Extracted entries section start

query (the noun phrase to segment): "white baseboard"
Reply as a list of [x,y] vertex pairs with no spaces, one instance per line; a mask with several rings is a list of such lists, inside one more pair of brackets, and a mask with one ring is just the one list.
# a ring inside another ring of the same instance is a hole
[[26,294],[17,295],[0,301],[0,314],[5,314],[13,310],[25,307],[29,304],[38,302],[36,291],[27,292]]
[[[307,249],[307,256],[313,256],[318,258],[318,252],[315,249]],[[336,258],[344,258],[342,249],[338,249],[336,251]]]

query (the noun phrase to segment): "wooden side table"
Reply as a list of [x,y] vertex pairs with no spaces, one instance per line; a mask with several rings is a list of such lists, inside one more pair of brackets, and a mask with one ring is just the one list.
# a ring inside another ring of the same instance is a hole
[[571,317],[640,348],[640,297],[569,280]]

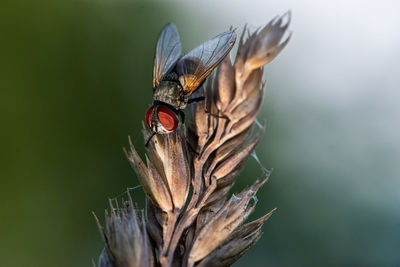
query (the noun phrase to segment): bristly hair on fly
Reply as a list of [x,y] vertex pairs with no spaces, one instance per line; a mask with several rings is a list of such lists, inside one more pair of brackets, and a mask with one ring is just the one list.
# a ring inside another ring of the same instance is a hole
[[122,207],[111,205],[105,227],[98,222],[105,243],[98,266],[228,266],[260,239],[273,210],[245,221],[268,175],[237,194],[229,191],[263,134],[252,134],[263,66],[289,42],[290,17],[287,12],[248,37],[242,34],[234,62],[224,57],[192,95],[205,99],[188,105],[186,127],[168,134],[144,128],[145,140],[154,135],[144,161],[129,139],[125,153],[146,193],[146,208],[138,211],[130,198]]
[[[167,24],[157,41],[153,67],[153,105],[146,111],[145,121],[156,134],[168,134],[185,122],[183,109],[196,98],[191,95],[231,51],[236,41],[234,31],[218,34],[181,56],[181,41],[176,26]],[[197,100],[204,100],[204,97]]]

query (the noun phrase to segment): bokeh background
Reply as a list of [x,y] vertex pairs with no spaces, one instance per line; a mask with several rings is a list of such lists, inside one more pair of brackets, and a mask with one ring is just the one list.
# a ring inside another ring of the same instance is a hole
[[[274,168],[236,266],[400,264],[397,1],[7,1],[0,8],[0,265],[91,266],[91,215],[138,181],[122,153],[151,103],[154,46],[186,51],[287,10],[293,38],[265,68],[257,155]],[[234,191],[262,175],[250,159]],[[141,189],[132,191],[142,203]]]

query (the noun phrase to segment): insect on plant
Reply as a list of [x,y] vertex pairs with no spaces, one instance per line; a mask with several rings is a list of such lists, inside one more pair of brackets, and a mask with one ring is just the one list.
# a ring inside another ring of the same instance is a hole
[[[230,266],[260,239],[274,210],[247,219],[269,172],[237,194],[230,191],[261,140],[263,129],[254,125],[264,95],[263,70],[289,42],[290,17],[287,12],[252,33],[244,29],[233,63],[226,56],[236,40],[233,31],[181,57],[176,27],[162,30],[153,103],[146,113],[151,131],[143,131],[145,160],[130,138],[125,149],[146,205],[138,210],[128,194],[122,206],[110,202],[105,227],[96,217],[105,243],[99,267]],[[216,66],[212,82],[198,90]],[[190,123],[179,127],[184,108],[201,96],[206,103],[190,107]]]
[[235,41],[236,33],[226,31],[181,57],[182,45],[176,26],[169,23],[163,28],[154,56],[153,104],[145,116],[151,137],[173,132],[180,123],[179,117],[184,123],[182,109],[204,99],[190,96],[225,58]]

Extracted entries section end
Extracted entries section start

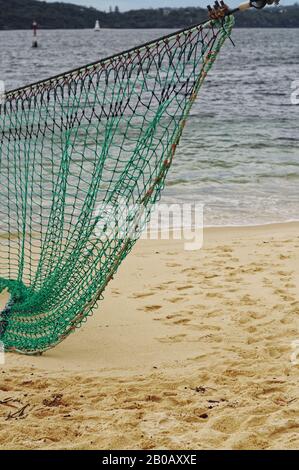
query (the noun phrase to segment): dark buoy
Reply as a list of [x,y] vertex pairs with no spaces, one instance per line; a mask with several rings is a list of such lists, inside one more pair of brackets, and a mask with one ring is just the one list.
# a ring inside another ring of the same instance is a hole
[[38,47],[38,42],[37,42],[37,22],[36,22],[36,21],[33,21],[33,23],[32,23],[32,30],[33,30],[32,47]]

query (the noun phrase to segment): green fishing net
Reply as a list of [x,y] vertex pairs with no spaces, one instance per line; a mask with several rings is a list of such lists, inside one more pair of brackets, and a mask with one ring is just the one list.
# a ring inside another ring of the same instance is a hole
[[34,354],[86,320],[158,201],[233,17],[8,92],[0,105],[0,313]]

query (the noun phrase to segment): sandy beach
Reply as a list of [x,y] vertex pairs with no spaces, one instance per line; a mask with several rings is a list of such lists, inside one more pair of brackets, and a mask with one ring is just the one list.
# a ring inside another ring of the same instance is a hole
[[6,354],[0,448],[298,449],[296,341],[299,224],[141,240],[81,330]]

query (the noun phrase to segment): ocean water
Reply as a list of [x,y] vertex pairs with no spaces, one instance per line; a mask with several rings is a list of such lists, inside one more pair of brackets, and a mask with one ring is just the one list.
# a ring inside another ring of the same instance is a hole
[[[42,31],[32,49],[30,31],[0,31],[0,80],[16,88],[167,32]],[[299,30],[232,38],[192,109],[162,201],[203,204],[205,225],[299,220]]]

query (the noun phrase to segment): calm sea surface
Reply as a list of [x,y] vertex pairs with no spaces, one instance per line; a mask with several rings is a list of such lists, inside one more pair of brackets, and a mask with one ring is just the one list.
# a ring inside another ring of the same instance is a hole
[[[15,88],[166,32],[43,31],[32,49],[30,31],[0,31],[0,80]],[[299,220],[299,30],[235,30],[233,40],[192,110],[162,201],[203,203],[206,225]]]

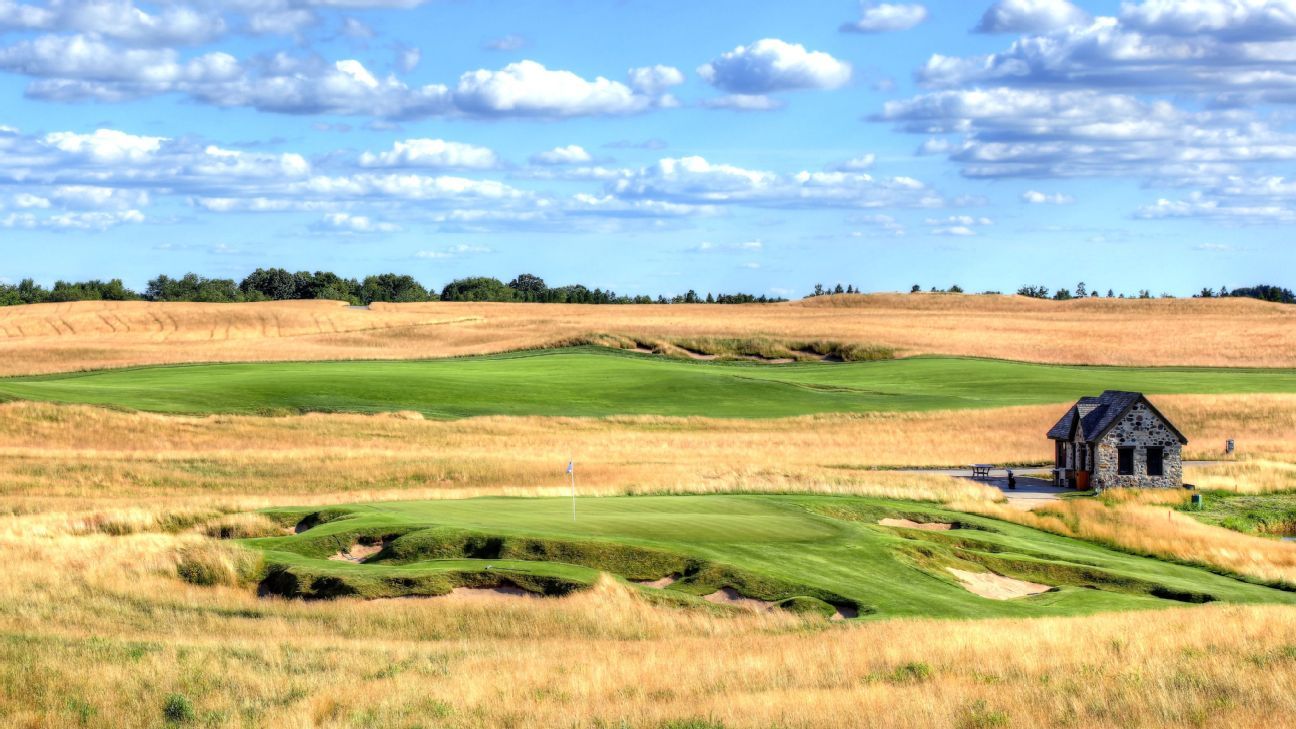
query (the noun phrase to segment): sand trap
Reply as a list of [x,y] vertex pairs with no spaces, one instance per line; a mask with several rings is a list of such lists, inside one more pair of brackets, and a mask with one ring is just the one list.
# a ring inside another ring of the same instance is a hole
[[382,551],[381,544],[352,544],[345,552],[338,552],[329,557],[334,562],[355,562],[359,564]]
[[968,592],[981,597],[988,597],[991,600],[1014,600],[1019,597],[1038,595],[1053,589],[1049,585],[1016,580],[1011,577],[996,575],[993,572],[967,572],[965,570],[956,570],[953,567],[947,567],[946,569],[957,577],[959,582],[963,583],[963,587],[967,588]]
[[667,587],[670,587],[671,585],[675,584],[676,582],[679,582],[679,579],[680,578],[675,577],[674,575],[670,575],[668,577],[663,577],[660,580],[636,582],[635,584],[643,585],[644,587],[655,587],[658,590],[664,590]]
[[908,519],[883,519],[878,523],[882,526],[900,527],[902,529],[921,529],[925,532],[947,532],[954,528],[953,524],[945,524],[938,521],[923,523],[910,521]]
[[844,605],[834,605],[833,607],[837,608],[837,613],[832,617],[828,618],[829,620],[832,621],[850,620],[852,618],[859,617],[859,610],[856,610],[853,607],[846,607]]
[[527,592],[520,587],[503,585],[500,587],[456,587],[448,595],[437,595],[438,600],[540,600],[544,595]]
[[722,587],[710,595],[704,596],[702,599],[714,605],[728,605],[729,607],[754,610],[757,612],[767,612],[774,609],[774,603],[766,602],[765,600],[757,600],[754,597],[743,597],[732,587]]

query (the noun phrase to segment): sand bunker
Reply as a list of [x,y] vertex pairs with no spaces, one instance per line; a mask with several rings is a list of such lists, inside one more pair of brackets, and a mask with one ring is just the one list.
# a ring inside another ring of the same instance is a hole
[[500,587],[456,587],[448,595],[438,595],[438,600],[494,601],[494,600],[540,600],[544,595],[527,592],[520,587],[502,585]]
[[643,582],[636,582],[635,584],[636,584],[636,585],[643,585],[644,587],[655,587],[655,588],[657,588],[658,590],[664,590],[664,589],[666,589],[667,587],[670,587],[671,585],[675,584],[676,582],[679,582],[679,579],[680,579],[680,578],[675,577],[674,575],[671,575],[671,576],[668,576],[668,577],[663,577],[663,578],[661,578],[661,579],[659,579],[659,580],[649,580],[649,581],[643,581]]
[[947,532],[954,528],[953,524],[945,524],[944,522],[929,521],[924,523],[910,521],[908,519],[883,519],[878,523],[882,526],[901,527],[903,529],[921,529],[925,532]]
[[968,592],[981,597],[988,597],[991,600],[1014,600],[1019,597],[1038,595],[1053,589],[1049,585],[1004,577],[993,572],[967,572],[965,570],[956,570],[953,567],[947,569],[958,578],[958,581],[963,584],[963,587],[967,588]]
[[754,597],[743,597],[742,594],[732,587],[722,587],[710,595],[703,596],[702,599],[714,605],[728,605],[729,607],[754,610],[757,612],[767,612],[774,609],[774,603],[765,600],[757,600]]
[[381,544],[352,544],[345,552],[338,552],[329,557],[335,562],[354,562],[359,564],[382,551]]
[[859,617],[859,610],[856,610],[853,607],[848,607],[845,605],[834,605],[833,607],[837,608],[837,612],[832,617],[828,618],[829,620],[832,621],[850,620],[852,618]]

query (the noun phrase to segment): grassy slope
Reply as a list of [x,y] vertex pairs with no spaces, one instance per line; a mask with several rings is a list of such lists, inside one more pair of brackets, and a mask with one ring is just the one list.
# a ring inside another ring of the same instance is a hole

Extracted entries section end
Extracted entries section start

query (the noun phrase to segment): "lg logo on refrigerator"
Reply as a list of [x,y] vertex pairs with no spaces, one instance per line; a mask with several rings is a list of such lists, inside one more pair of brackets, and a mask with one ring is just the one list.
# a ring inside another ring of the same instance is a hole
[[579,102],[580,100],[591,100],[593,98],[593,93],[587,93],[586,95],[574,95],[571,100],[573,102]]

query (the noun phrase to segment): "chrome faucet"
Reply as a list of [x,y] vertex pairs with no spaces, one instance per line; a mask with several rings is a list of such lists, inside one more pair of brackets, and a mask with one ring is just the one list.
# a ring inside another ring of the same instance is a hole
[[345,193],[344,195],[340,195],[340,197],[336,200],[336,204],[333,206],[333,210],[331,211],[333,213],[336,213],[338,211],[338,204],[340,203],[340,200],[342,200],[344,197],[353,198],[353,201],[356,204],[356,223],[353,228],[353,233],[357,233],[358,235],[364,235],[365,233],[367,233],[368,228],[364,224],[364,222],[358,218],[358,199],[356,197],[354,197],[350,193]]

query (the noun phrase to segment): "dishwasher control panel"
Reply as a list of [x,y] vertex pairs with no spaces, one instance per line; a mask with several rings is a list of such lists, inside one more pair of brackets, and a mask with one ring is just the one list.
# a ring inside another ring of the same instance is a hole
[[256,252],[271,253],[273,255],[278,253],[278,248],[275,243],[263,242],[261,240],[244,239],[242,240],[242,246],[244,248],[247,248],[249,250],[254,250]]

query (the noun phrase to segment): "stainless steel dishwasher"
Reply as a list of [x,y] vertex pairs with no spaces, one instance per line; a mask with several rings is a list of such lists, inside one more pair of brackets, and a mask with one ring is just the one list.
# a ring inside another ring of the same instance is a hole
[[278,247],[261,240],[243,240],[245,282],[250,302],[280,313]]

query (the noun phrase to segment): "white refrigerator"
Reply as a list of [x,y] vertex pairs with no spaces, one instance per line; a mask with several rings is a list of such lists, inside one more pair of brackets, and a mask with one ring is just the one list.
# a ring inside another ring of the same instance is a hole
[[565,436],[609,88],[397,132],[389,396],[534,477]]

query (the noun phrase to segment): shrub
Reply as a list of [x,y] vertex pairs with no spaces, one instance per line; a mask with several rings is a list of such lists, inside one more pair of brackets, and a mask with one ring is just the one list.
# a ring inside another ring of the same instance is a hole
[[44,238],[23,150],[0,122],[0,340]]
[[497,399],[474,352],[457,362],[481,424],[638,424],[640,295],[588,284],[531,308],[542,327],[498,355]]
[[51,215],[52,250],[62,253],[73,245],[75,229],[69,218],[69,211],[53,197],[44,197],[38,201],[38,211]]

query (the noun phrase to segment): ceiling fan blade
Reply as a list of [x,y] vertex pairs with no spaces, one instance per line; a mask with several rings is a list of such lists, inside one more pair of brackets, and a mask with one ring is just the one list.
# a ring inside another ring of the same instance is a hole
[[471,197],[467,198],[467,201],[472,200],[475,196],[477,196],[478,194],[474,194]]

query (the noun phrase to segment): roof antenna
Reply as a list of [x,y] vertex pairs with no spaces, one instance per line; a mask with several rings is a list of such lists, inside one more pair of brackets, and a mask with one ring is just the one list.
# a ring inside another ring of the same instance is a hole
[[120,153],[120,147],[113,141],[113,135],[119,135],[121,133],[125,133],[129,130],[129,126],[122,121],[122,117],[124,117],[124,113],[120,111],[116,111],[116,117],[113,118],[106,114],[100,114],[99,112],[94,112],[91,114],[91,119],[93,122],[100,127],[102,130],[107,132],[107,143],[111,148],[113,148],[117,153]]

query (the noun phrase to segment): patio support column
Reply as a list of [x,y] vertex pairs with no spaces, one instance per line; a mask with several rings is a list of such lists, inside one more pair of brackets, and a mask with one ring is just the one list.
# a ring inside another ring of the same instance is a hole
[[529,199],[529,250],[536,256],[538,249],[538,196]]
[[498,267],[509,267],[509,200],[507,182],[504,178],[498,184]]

Extracted entries section end

**Exercise instructions**
Review the entries above and return every line where "dishwasher" appears.

**Answer to the problem**
query (the noun phrase to segment): "dishwasher control panel"
query (the noun phrase to segment): "stainless steel dishwasher"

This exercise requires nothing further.